» Work request A
From the text on parents and school communication, list every figure written with a percent sign.
» Work request B
Answer these from the text on parents and school communication:
(i) What is still the most common way that parents are kept informed of their children's progress?
(ii) For which campaign is Niel McLean a spokesperson?
(iii) How is Tanya Byron described?
» Work request C
Write out the part of the text on parents and school communication starting at "With busy working" and ending at "through text messaging.".

» Quoted passage
With busy working lives, many parents are now asking that schools adopt a similar approach to banks (74% of parents said they monitored their bank balance by phone or online at least once a month) and mobile phone companies (67% of parents received information from their mobile phone provider once a month or more frequently). These providers already update their customers via the internet and through text messaging.

Only 15% of parents surveyed were told about their child's progress at school at least once a month. 85% said they were only updated four times a year or less. Traditional school parents' evenings are still the most common way that parents are kept abreast of their children's progress, with four in five parents saying this is the method used by their children's schools.

Niel McLean, Becta's Executive Director Institutional Workforce Directorate and spokesperson for Becta's Next Generation Learning Campaign - which is driving the effective and innovative use of technology in learning, said: "Engaging parents is key to a child's success at school. Yet it appears parents and schools are not talking as much, or as frequently, as parents would like."

Tanya Byron, clinical psychologist and TV parenting expert, said: "I think that parents are right to be asking to have greater and more regular access to information relating to their children's development at school. Using a variety of digital platforms, such as the internet and text, will enable schools and parents to have a greater collaborative relationship, which can only benefit each child."

» Extracted data

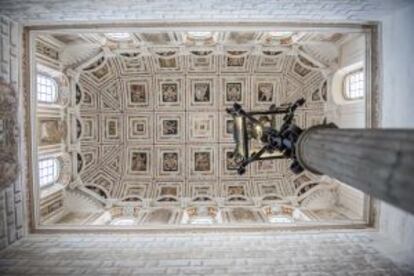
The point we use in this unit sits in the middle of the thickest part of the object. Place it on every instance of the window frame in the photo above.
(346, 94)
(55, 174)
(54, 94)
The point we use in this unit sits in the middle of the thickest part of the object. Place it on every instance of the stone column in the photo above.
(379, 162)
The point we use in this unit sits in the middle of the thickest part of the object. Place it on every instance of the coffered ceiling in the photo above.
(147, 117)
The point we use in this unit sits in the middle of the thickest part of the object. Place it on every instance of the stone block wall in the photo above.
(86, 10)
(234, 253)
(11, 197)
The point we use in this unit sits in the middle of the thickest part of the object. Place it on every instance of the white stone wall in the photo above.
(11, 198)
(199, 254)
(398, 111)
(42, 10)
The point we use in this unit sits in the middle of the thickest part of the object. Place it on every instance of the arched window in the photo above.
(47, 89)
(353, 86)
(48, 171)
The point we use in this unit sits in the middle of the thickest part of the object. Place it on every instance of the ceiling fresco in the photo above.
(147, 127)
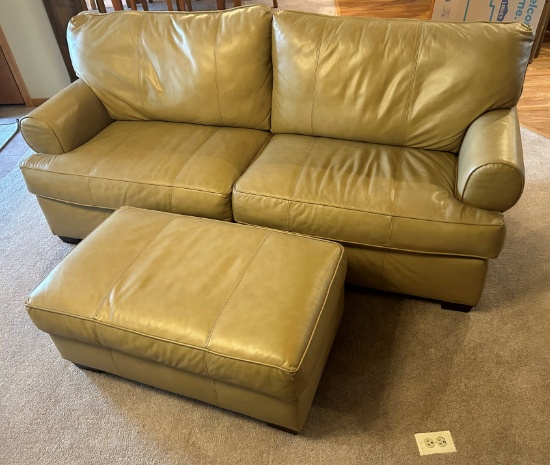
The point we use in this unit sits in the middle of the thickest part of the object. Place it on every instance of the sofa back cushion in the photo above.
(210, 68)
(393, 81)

--

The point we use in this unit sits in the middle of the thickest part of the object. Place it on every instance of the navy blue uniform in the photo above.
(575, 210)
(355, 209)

» Response A
74%, 67%, 15%, 85%

» Response B
(i) Traditional school parents' evenings.
(ii) Becta's Next Generation Learning Campaign.
(iii) As a clinical psychologist and TV parenting expert.

» Response C
With busy working lives, many parents are now asking that schools adopt a similar approach to banks (74% of parents said they monitored their bank balance by phone or online at least once a month) and mobile phone companies (67% of parents received information from their mobile phone provider once a month or more frequently). These providers already update their customers via the internet and through text messaging.